▶ DOCUMENT TEXT
____
7.5 The Brute-Force Approach to Identifying Predictive Interactions
False discoveries can influence model performance
7.5.1 Simple Screening
Base-line approach is to evaluate the performance with nested statistical models:
\[y=\beta_0+\beta_1x_1+\beta_2x_2+\text{error}\]
\[y=\beta_0+\beta_1x_1+\beta_2x_2+\beta_3x_1x_2+\text{error}\]
see full code in the scripts folder: 3_comparisons_nested_models.R
Objective function:
- for linear regression is the statistical likelihood (residual error)
- for logistic regression is the binomial likelihood
Evaluation methods:
The residual error (stat. likelihood) is compared and the hypothesis test evaluated with the p-value level to find differences between the results of estimations with and without interaction. If significant differences are found, p-value < 0.05, there is less than 5% chance that the results are due to randomness. This is the case for false discoveries.
Resampling and assessment evaluation.
Use of metrics for visualizing the model performance: ROC, AUC, sensitivity, specificity, accuracy
Methods for controlling false discoveries:
- Bonferroni correction (exponential penalty)
- False discovery Rate (FDR)
see the code: Bonferroni and FDR adj
For example, in case of the Ames data, using resampling and choosing the potential interaction with the smallest p-value, latitude and longitude appear to be interesting interaction factors, but this would require more investigations, to understand if this interaction is significant.
The next step would be to compare the nested models with the ANOVA method.
see an example: “comparisons_nested_models.R”
____
▶ TO BE DONE
[a] Count the lines in the records that contain the word "porch", and reply with the number only.
[b] Continue the notes on screening for predictive interactions, starting right after their last line.

▶ RECORDED DATA
____
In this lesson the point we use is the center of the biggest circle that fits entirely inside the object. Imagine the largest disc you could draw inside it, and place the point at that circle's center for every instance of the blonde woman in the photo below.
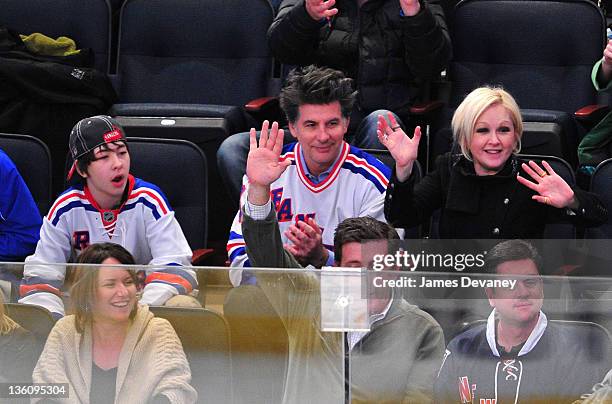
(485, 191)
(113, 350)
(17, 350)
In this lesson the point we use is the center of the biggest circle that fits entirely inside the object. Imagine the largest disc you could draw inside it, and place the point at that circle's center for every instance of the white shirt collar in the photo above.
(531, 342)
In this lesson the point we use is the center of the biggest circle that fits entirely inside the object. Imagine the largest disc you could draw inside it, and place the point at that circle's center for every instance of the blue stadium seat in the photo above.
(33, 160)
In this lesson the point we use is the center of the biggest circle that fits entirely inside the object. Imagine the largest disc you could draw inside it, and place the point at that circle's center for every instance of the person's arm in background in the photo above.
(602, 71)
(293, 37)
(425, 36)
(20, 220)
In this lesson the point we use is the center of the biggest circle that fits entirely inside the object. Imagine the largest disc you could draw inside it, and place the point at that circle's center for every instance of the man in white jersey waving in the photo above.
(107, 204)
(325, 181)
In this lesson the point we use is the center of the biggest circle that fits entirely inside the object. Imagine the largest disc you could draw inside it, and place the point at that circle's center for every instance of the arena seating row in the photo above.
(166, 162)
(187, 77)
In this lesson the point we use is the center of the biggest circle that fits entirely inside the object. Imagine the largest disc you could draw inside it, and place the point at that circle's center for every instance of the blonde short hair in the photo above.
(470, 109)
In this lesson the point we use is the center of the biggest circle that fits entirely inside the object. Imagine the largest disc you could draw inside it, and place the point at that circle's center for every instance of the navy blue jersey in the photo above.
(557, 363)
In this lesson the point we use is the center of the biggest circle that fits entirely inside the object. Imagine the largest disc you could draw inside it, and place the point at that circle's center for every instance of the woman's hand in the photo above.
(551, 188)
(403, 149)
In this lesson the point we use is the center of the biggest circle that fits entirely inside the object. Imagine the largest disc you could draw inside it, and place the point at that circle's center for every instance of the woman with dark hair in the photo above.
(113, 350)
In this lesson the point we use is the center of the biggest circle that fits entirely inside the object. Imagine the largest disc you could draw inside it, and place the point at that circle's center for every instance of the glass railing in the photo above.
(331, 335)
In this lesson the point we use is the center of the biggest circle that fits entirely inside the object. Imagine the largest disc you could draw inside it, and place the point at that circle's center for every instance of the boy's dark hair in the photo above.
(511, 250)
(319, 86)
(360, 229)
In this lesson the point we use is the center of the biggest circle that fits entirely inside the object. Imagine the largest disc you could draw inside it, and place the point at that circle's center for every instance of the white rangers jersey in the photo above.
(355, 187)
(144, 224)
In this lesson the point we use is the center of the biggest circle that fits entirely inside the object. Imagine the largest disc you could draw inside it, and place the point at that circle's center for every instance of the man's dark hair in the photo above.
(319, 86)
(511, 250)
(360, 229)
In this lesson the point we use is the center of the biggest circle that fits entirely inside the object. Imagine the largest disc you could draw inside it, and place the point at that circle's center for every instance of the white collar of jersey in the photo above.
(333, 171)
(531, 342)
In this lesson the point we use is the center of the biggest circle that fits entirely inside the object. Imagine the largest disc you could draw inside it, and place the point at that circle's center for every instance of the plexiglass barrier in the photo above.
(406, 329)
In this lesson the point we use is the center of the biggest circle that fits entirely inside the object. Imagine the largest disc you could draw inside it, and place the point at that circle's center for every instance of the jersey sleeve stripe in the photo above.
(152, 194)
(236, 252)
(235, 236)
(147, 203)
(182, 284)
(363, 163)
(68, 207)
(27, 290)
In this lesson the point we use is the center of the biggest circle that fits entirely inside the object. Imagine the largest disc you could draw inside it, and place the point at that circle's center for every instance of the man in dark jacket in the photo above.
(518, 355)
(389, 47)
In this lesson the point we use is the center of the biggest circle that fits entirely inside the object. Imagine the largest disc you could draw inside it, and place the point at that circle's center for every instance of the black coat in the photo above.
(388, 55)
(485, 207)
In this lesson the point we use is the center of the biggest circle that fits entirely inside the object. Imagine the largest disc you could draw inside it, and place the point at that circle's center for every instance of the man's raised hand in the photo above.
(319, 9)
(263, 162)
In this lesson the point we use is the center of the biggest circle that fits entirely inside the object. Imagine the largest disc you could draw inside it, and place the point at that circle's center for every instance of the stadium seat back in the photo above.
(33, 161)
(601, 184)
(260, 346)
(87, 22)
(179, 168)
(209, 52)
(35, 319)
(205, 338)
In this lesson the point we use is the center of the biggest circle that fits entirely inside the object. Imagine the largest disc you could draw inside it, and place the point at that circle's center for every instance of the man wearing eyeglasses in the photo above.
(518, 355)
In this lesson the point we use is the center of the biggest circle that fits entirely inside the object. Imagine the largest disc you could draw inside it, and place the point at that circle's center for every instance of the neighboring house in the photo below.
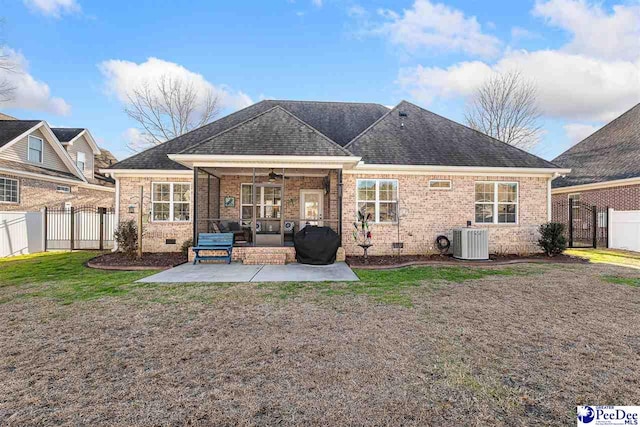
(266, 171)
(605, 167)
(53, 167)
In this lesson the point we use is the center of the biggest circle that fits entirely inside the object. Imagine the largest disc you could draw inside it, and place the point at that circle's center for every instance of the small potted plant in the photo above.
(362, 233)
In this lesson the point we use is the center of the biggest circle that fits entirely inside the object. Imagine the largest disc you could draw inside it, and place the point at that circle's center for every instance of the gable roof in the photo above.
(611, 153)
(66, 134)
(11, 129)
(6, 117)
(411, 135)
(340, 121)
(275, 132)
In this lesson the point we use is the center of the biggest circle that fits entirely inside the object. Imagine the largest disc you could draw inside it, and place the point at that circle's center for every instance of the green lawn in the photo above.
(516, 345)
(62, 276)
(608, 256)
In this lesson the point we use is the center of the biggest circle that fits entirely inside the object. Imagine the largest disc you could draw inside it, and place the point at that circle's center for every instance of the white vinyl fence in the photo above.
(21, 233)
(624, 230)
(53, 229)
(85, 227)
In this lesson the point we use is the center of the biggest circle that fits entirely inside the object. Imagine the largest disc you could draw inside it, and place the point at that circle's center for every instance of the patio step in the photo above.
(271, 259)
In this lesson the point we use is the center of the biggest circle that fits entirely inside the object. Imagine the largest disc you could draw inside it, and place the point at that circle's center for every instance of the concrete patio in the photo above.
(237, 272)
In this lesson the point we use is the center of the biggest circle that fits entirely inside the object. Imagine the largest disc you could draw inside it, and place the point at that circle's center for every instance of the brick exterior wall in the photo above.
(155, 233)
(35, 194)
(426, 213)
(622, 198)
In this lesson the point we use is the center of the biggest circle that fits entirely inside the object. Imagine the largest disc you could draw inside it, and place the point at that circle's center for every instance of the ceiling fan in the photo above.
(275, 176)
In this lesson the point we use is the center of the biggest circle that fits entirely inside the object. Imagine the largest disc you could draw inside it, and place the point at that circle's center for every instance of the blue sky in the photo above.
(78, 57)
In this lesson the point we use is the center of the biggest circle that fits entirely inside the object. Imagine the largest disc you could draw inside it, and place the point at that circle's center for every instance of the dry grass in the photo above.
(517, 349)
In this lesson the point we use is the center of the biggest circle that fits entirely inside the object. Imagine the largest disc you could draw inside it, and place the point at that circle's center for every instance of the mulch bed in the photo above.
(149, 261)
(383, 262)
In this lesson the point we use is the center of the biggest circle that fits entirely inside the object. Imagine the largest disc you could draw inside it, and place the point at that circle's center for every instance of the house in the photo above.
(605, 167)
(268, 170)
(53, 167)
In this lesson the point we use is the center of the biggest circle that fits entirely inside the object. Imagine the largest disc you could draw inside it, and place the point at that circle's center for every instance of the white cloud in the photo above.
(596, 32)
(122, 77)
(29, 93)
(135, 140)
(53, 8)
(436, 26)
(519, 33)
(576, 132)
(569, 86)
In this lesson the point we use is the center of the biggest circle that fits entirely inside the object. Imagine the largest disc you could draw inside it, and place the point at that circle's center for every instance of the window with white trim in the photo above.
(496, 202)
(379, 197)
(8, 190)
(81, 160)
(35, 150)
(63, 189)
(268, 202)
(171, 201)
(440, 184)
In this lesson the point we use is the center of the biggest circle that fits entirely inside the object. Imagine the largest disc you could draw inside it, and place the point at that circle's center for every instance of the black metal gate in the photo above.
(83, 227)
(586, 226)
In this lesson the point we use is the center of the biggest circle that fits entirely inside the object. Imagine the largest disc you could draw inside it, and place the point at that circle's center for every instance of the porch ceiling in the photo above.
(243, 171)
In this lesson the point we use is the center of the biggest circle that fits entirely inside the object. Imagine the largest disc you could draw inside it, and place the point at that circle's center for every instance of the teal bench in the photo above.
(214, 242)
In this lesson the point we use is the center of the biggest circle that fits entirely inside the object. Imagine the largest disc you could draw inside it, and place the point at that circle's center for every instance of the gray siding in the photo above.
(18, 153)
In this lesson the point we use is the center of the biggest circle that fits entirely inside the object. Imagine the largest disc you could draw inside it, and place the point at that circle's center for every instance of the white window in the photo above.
____
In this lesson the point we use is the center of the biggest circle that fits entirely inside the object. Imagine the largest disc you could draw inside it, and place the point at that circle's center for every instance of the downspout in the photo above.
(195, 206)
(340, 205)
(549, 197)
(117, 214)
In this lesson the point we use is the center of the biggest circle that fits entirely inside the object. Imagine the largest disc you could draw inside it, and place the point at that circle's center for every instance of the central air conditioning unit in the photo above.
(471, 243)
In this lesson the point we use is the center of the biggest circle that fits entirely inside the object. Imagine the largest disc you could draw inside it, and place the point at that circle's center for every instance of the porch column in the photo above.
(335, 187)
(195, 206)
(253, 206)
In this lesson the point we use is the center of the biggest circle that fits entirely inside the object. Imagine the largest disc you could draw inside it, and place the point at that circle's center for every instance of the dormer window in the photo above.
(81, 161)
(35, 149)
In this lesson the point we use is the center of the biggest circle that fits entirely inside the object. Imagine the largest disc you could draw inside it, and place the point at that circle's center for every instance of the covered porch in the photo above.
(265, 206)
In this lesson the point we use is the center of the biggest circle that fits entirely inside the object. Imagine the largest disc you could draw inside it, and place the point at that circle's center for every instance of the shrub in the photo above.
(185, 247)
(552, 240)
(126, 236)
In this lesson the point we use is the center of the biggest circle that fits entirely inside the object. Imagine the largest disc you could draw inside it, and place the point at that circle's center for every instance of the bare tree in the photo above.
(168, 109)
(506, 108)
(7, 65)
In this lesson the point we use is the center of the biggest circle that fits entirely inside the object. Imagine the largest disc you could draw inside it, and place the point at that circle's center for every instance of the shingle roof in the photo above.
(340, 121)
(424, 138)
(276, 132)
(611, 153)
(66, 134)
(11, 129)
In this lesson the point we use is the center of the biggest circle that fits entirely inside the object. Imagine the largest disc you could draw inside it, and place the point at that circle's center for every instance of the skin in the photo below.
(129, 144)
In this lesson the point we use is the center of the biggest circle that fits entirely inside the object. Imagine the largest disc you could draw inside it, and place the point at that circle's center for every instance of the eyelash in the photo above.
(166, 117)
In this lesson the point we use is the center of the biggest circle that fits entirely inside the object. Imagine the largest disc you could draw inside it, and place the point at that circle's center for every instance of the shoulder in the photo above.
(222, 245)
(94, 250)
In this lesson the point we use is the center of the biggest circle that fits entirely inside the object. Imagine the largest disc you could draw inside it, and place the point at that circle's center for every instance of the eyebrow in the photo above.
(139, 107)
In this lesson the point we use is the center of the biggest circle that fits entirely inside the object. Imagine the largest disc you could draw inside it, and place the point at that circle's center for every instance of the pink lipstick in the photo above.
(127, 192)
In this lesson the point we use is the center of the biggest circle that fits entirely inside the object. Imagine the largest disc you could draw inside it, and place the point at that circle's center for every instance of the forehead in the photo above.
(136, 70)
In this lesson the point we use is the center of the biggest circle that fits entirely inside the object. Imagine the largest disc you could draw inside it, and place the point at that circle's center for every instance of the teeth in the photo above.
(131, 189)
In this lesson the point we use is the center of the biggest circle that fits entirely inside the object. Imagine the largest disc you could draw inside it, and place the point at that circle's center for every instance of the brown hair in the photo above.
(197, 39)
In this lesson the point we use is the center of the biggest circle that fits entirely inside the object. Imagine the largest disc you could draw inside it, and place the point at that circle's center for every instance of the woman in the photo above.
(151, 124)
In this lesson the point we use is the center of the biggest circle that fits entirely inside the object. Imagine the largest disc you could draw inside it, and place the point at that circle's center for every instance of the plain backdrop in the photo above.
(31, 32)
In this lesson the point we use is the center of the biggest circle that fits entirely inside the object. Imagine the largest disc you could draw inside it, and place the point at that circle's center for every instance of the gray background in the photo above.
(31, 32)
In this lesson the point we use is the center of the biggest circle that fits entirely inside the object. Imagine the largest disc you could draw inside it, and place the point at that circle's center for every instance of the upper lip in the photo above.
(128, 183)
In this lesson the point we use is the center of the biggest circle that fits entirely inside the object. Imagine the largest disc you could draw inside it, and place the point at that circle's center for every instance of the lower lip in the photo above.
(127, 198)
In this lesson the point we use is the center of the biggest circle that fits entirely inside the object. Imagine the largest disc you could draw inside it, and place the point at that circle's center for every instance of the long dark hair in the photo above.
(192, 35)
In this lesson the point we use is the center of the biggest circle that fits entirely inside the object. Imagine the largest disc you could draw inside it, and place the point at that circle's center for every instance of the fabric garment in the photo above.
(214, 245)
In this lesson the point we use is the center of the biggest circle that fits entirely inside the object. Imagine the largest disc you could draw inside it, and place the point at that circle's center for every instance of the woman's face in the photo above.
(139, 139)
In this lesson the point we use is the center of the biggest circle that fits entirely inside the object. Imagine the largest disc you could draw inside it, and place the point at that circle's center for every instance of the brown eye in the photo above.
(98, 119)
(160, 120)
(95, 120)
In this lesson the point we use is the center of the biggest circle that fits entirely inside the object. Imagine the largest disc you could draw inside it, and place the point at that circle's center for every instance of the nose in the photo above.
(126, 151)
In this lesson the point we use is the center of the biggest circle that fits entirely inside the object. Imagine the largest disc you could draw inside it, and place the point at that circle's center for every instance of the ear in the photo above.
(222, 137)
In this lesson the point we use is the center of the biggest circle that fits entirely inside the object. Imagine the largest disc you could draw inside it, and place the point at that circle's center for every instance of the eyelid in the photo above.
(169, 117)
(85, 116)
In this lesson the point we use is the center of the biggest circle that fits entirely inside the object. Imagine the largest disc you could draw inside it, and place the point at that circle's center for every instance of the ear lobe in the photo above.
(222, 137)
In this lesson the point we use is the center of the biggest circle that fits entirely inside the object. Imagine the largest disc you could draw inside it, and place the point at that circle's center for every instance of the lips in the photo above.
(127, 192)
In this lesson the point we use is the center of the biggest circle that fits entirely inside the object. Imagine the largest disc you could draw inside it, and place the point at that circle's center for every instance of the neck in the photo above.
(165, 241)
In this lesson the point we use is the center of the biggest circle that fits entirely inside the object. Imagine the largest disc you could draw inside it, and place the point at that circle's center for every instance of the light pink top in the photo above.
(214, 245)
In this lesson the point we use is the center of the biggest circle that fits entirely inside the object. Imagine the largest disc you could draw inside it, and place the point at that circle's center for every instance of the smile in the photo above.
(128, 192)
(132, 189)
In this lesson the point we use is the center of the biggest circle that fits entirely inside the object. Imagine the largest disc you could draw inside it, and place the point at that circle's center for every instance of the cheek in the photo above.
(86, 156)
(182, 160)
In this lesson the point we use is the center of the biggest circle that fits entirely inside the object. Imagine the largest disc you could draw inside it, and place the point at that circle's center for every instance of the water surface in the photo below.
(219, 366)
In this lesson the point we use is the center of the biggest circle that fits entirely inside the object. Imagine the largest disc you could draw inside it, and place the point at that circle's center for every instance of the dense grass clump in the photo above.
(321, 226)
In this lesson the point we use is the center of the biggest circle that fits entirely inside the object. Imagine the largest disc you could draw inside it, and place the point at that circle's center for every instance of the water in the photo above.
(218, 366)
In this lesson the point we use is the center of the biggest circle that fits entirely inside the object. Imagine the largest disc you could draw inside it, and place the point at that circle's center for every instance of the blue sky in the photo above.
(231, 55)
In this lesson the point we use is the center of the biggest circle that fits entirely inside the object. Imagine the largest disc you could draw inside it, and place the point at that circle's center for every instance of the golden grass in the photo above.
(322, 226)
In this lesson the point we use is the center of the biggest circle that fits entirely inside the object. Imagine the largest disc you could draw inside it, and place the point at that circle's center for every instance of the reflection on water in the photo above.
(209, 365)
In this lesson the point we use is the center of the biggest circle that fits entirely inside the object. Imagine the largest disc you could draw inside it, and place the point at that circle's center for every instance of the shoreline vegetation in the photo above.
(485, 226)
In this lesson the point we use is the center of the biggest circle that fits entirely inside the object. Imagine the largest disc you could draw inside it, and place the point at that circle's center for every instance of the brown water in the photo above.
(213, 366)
____
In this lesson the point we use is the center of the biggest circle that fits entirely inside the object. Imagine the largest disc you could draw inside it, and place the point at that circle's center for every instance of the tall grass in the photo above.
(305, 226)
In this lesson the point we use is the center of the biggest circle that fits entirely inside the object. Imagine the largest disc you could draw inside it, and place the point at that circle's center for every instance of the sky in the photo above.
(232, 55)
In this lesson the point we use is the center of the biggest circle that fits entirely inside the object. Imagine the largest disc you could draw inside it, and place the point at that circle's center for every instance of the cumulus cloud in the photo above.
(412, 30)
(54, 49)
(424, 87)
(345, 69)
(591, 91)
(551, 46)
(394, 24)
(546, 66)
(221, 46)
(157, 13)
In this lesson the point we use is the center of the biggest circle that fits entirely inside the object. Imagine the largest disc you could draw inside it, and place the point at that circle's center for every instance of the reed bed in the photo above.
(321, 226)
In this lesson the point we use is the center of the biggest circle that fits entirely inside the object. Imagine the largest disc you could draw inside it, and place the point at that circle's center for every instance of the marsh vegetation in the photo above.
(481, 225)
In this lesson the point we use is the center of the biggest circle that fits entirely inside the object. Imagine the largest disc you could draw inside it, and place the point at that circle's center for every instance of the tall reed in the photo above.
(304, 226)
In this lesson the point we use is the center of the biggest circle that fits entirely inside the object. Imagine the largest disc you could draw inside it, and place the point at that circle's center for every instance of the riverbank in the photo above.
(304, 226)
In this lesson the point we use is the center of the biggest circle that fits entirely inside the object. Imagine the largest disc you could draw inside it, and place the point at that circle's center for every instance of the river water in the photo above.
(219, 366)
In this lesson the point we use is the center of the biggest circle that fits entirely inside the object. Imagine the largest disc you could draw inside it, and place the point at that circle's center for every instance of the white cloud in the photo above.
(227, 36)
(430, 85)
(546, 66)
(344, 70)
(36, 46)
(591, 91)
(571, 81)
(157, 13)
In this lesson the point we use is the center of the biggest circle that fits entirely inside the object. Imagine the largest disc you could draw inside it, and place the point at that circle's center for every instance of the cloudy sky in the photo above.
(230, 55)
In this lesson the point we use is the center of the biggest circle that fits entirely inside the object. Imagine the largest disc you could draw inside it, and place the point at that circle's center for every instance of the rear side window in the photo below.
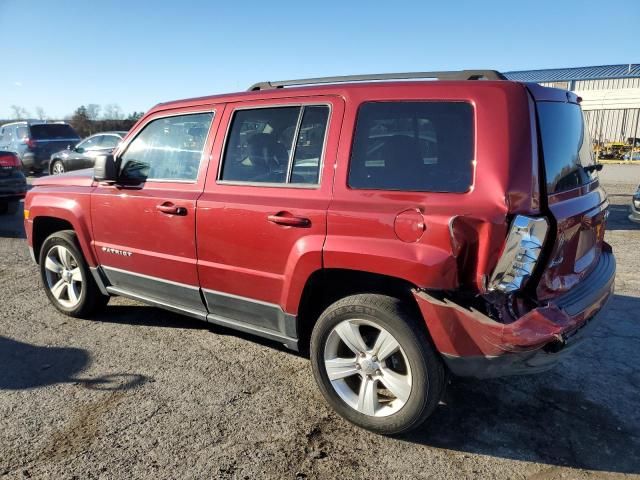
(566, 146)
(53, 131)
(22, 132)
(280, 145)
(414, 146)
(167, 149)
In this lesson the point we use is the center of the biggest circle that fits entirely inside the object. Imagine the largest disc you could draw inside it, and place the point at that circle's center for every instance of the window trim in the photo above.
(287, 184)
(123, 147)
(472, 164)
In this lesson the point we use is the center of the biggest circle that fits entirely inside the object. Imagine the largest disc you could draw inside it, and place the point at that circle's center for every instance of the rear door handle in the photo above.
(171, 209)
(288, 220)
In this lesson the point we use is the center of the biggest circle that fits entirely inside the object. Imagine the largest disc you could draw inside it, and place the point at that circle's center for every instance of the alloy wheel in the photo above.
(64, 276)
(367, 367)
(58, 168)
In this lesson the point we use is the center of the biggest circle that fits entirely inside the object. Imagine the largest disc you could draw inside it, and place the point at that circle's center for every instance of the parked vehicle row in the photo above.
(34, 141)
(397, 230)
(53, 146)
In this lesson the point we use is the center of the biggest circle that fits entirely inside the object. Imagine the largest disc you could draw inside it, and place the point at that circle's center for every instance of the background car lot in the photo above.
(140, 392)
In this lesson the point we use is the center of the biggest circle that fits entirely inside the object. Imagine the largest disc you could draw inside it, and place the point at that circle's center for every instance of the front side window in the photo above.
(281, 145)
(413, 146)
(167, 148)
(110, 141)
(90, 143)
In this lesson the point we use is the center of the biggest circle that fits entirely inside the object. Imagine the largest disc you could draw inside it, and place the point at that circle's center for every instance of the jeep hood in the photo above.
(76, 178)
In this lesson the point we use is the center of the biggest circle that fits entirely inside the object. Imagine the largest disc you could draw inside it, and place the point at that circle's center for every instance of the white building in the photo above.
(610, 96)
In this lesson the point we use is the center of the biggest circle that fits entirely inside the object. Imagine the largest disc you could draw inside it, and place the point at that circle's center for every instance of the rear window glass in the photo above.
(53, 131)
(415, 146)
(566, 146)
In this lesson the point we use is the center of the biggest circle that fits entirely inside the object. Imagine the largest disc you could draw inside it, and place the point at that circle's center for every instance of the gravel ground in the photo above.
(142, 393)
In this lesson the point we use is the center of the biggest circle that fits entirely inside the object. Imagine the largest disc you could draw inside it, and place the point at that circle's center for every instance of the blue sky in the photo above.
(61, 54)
____
▶ RESPONSES IN ORDER
[a] 3

[b]
7.5.2 Penalized Regression
One-at-a-time fashion evaluation of interaction terms, creates interaction terms to be added in the dataset. This method increases the number of predictors.
Models to use when there are more predictors than observations:
- trees
- svm
- neural networks
- k-nearest neighbors
- penalized models (less interpretable, but allow for linear/logistic regression)
How do we start with evaluating regression models?
Minimize sum of squared errors \[SSE=\sum_{i=1}^n{(y_i-\hat{y_i})^2}\]
\[\hat{y_i}=\hat{\beta_1}x_1+\hat{\beta_2}x_2+...+\hat{\beta_p}x_p\]
In case of penalized models:
Ridge regression: \(\lambda_r\) is called a penalty. To achieve better results, as regression coefficients grow large, the level of the penalty should rise. The penalty causes the resulting regression coefficients to become smaller and shrink towards zero. For combating collinearity. \[SSE=\sum{i=1}^n{(y_i-\hat{y_i})^2}+\lambda_r\sum_{j=1}^P{\beta_j^2}\]
Lasso: the least absolute shrinking, a modification to the ridge optimization criteria for the selection of predictors.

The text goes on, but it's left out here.